[TEXT Boundary: Start]

At the same time, Shestakov admitted that Russia had made a mistake when it changed the system of quality control on food products that existed in the Soviet Union and featured detailed state standards and requirements for all products.

“We replaced it with a very basic system of so-called technical regulations in an effort to avoid bureaucracy, but ended up with a system that allows a vast flow of poor quality goods to enter the market on perfectly justified grounds,” he said.

Consumers not only in Russia but globally are becoming increasingly aware and concerned about the use of genetically modified ingredients. A positive trend is that this has forced retailers and large food production companies to set their sights on local farmers, who produce more expensive but better quality products.

Zein Abdalla, the chief executive officer for Pepsico Europe, which is responsible for popular Russian brands such as Domik V Derevne, Chudo, Fruktovy Sad and BioMax, said the company has made it a priority to rely on local resources as much as possible.

“When we started in Russia, we had to import almost all products, but now we feel safe using local companies,” he said. “It is now crucially important for us to get involved in production, to work with chefs to develop new flavors.

“We have grown to realize that we now need to aggregate several small local producers to be able to ensure we get the best ingredients,” Abdalla added.

Vadim Lapin, co-owner of Ginza Project restaurant group, which unites some of the city’s most successful restaurants, including Mansarda, Francesco and Moskva, said that clients are becoming more demanding and often express an interest in the origins of the ingredients of dishes.

“Diners often want to know not only the country of origin of, say, salmon or beef, they ask if they are getting a farm-grown or wild salmon, if the beef is likely to contain any hormones, and if the pastures are located in a clean area free from industrial pollution,” Lapin said.

Russian farmers have become more active recently in reaching out to consumers and creating opportunities for local residents to order food online. Online shops, which have been becoming increasingly popular, help farmers not only to get exposure but also to significantly cut costs, as the farmers do not have to deal with retailers and markets.

[TEXT Boundary: End]
[MATERIAL PROVIDED Boundary: Start]

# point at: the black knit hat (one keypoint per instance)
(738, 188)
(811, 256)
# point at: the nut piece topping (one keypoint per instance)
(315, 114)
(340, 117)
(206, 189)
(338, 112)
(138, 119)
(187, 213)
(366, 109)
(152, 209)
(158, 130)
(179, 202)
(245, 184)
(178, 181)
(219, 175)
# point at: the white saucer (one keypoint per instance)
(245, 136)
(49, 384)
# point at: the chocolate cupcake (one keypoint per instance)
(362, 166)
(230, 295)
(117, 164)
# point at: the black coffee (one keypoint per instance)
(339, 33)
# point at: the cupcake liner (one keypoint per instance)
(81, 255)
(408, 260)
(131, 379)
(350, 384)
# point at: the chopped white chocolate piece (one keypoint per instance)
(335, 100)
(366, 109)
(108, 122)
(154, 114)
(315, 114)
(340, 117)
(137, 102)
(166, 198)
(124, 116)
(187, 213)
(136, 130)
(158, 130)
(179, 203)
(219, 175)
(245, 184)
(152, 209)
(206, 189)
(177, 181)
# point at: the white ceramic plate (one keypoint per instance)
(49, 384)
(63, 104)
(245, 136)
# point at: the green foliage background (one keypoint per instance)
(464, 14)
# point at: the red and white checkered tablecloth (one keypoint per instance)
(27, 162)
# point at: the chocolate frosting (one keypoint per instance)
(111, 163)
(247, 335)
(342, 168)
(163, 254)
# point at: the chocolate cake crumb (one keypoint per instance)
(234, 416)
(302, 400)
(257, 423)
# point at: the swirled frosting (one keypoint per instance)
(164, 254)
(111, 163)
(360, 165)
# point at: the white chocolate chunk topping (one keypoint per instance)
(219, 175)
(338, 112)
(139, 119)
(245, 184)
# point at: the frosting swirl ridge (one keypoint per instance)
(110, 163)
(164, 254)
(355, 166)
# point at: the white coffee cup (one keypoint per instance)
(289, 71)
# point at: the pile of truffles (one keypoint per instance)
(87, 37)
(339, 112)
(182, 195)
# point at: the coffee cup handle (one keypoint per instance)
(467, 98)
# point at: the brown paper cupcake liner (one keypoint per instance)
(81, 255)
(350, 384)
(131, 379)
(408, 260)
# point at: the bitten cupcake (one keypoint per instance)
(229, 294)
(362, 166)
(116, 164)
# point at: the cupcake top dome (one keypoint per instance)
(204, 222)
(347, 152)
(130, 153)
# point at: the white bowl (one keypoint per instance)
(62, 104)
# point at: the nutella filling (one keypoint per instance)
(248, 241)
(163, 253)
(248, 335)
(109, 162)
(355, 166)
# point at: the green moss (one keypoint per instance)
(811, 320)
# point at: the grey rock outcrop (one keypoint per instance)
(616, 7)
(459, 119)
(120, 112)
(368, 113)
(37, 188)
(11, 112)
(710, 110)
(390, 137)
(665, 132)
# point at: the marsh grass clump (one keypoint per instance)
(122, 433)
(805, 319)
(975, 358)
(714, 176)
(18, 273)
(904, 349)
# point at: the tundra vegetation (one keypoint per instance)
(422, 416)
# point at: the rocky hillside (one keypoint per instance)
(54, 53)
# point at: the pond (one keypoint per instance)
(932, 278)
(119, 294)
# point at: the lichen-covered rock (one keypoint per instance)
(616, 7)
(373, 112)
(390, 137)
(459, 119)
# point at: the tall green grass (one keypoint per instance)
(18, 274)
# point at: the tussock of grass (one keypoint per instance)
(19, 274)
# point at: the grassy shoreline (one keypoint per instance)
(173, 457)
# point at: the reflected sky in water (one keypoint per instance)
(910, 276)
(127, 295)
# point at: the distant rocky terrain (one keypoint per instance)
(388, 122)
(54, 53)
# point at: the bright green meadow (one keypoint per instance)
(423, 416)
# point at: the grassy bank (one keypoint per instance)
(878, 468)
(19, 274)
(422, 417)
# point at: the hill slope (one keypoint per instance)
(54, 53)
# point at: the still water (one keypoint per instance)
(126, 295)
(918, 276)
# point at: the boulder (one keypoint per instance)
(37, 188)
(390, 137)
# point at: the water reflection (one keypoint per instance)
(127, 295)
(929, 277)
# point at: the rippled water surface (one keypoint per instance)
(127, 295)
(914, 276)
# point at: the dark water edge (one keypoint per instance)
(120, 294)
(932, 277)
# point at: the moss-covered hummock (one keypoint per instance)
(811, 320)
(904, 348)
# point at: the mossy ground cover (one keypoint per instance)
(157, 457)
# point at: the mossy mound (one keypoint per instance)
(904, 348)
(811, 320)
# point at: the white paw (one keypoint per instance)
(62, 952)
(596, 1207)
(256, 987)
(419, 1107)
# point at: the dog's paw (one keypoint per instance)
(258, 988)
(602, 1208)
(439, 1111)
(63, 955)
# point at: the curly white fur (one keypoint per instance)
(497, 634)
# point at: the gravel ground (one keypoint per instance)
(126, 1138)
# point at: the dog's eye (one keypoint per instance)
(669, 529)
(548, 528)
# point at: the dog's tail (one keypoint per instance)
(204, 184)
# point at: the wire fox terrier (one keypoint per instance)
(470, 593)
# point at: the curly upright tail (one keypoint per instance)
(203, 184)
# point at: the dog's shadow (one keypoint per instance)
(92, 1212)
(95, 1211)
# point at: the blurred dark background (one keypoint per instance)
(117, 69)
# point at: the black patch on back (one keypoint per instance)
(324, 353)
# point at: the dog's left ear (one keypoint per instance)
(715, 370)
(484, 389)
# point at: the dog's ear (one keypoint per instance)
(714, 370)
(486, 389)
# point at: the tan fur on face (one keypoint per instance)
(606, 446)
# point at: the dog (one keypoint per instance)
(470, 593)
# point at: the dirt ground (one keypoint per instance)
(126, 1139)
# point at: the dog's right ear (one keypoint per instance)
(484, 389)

[MATERIAL PROVIDED Boundary: End]

_EXERCISE 1_:
Answer these questions about the article on food quality in Russia:
(a) What did Russia replace the Soviet quality control system with, according to Shestakov?
(b) Which three restaurants in the Ginza Project group does the article name?
(c) Besides exposure, what do online shops help farmers do?
_EXERCISE 2_: Write the next part of the article on food quality in Russia, continuing after its last paragraph about online shops for farmers.
The dataset items have no role in this work.

_EXERCISE RESULT 1_:
(a) A very basic system of so-called technical regulations.
(b) Mansarda, Francesco and Moskva.
(c) Significantly cut costs, since the farmers do not have to deal with retailers and markets.

_EXERCISE RESULT 2_:
In the meantime, Sergei Yakhnyuk, deputy governor of the Leningrad Oblast, is lobbying for the creation of a “Made in the Leningrad Oblast” brand that would both unite the most reliable local farmers and promote their produce.

“The goal is to give locals the best and most varied choice and provide exposure to farmers who produce high quality dairy products, meat, fruit and vegetables,” Yakhnyuk said.

As the official stressed, the existing food distribution system is flawed: Farmers have to pay so-called “bonuses” to hypermarkets to get them interested in buying their products. The practice is seen as nothing short of legalized bribery by the farmers.

“In local food retail, the share of hypermarkets nears 80 percent, and the bonuses practice makes it extremely difficult for farmers to stay afloat, let alone make a profit and develop,” Yakhnyuk said.

The St. Petersburg Union of Food Producers supported the idea of creating a “Made in the Leningrad Oblast” brand.

“With Russia joining the Word Trade Organization, it is especially important to support domestic producers, especially regional farmers, and inform locals about quality food products that are made in the city and its surrounding region,” said Igor Podlipentsev, vice president of the St. Petersburg Union of Food Producers.

According to Podlipentsev, almost 60 percent of food products sold in Russia today are imported.

“It is not uncommon for retailers to go for the easiest option of relying on cheap imported goods, which are often of questionable quality,” the expert said.

“The price appears to be the key issue, and this approach harms both Russian consumers and Russian farmers.”